● **PROVIDED RECORDS**:
★ ★ ★ ★ ★ ★ ★
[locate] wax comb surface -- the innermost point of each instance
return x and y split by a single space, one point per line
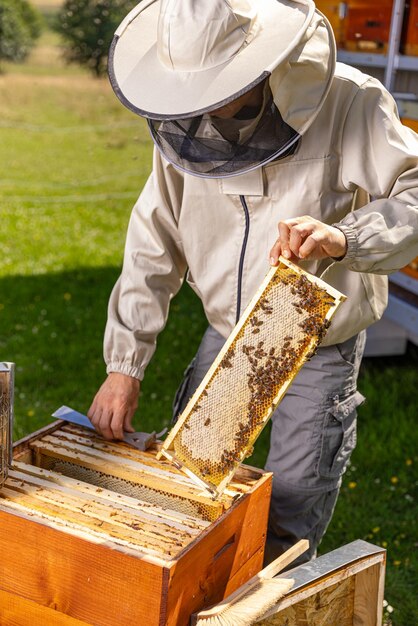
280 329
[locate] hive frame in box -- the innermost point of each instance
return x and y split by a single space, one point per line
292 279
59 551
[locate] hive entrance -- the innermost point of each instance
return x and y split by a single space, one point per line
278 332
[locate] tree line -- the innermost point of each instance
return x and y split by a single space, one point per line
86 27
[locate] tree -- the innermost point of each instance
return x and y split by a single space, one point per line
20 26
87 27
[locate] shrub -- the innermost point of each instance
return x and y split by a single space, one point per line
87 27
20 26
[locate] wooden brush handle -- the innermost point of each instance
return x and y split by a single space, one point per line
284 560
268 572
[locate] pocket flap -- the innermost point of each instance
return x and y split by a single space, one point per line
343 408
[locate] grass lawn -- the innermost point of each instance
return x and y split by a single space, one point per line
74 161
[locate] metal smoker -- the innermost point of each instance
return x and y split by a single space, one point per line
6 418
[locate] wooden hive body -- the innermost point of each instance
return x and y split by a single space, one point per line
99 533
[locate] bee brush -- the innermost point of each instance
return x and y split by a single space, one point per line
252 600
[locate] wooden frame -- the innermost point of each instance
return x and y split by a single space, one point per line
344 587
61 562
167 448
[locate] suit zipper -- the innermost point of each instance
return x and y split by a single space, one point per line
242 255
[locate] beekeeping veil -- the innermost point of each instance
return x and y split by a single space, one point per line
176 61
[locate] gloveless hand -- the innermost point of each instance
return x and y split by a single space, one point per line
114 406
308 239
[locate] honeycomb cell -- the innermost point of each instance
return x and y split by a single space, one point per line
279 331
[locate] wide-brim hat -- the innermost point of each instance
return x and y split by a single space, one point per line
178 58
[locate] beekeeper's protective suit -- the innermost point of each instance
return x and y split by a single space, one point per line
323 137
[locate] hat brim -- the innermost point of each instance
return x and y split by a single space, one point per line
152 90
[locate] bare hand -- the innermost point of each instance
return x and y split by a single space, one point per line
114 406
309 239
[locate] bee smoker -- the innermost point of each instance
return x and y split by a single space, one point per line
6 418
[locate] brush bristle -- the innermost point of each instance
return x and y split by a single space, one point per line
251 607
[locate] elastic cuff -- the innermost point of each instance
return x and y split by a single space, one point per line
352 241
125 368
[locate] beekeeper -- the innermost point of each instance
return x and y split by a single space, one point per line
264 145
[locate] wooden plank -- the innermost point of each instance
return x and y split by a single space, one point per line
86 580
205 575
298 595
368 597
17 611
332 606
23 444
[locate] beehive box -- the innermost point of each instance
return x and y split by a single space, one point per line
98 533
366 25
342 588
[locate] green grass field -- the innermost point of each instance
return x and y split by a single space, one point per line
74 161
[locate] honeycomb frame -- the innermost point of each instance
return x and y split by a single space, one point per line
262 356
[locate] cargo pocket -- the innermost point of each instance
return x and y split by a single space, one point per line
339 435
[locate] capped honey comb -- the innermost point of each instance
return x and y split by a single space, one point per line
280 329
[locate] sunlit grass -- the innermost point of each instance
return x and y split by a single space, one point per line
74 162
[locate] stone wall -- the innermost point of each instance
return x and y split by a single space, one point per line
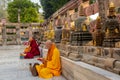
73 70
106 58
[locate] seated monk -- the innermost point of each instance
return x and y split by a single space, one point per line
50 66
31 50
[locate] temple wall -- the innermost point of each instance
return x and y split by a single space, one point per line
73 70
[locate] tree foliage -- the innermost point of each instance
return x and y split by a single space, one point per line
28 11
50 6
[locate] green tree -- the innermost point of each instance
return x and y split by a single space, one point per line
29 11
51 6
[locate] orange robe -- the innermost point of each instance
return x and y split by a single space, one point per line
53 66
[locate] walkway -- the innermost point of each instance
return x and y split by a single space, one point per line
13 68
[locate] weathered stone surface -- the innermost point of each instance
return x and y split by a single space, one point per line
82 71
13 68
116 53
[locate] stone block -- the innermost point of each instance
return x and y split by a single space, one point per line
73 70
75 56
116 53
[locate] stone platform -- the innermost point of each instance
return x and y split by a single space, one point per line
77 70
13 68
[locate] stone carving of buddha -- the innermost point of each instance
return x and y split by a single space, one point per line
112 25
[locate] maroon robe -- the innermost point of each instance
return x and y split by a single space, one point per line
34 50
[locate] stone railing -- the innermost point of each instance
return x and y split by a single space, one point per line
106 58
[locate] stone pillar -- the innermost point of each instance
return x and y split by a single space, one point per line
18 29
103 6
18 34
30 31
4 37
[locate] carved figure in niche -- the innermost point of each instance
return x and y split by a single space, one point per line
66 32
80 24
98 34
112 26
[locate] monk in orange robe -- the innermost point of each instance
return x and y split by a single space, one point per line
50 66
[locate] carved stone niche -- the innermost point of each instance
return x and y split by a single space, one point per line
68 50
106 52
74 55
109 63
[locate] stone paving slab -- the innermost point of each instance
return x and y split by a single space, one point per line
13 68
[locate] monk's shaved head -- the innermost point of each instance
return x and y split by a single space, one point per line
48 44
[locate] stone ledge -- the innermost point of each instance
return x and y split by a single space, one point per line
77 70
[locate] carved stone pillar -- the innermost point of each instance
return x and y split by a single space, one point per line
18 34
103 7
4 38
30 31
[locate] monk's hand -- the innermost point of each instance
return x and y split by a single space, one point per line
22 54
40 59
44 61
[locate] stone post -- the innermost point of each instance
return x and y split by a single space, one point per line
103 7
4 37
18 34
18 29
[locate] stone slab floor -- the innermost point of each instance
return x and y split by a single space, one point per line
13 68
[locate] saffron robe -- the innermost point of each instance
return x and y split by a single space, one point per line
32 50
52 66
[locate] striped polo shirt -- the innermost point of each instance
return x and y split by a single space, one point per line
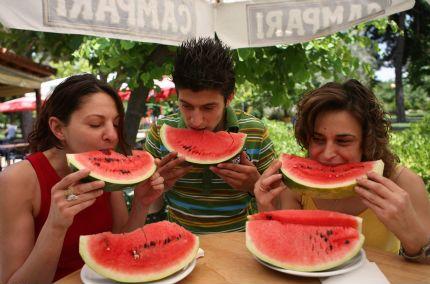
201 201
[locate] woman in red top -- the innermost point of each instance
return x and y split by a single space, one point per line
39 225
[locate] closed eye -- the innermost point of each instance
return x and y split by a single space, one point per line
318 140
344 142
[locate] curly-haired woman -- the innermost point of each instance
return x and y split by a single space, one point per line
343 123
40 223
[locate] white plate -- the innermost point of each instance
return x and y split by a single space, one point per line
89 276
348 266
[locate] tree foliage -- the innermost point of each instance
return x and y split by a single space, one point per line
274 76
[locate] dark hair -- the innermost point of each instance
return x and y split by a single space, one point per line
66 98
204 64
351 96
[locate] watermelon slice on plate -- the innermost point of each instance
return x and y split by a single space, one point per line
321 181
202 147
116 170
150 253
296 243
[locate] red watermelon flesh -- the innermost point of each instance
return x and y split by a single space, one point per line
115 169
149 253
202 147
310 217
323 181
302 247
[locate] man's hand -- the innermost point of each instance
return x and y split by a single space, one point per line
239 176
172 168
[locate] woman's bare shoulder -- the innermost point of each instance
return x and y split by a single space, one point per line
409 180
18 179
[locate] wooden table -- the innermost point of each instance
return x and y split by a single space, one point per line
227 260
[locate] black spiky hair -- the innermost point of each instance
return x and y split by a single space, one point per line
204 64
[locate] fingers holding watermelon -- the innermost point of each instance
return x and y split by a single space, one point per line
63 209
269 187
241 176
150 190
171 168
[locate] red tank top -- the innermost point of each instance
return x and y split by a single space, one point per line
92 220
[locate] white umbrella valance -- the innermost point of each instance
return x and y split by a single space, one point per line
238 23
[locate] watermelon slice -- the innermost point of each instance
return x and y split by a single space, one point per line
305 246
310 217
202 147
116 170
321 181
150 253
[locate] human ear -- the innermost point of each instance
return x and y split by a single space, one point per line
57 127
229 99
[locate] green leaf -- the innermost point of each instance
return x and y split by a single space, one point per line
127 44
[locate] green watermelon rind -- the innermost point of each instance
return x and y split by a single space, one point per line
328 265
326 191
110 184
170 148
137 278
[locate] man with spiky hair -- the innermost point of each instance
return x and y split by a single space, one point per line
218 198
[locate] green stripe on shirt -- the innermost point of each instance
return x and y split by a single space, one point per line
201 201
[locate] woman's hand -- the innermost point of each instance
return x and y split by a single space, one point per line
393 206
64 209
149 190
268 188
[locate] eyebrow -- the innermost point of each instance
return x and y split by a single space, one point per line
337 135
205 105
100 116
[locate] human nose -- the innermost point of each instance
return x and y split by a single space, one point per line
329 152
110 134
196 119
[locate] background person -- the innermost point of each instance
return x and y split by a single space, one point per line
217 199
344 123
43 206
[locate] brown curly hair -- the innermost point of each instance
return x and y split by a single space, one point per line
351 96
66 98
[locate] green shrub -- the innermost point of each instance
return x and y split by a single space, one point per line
★ ★ ★ ★ ★ ★ ★
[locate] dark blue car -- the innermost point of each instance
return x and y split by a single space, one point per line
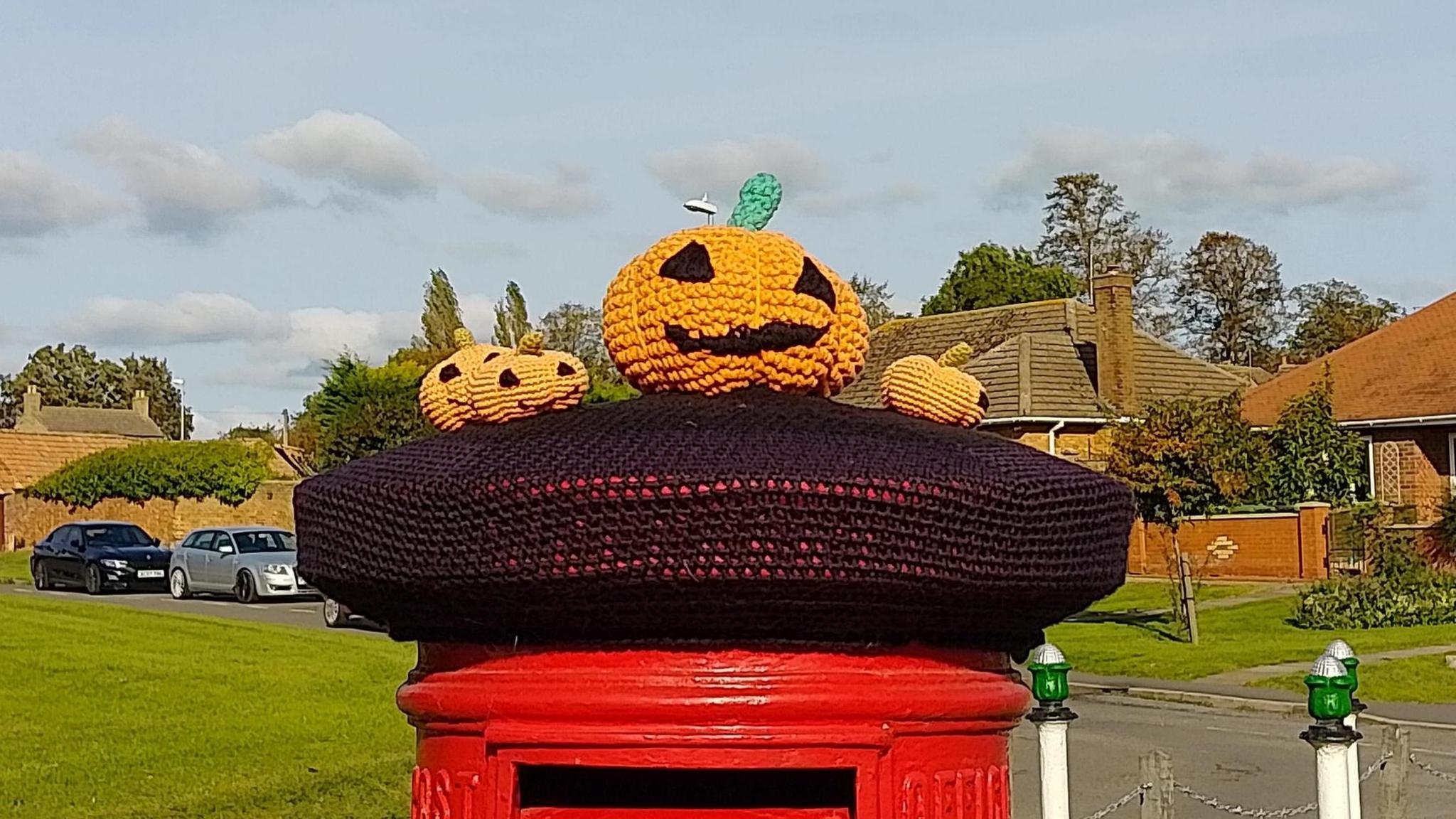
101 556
★ ★ ★ ★ ★ ★ ★
● **WORK INSTRUCTIONS**: From the line containing "[locate] monk in" down to the line containing "[locate] monk's hand" in the material above, reproduce every line exactly, including the two end lines.

● **FINISHED EXERCISE**:
[locate] monk in orange robe -- the innermost point of each instance
return x and y split by a single space, one point per line
50 66
[locate] carved stone niche -- the innermost point of each instance
return x and y split by a single space, one point per line
68 50
106 52
74 55
109 63
[locate] stone paving slab -- the innermost point of each instance
return x and y split by a single space, one point per line
13 68
[locate] monk's shaved head -- the innermost point of each instance
return x and y split by a single space, one point per line
48 44
[locate] stone ledge -- the innermost point of each instance
return x and y split by a single space, one point per line
77 70
[locate] carved stone pillar -- the innermost point of each instance
return x and y split by a single space, one point per line
18 34
103 7
4 38
30 31
[locate] monk's hand -- the innermost point of each instance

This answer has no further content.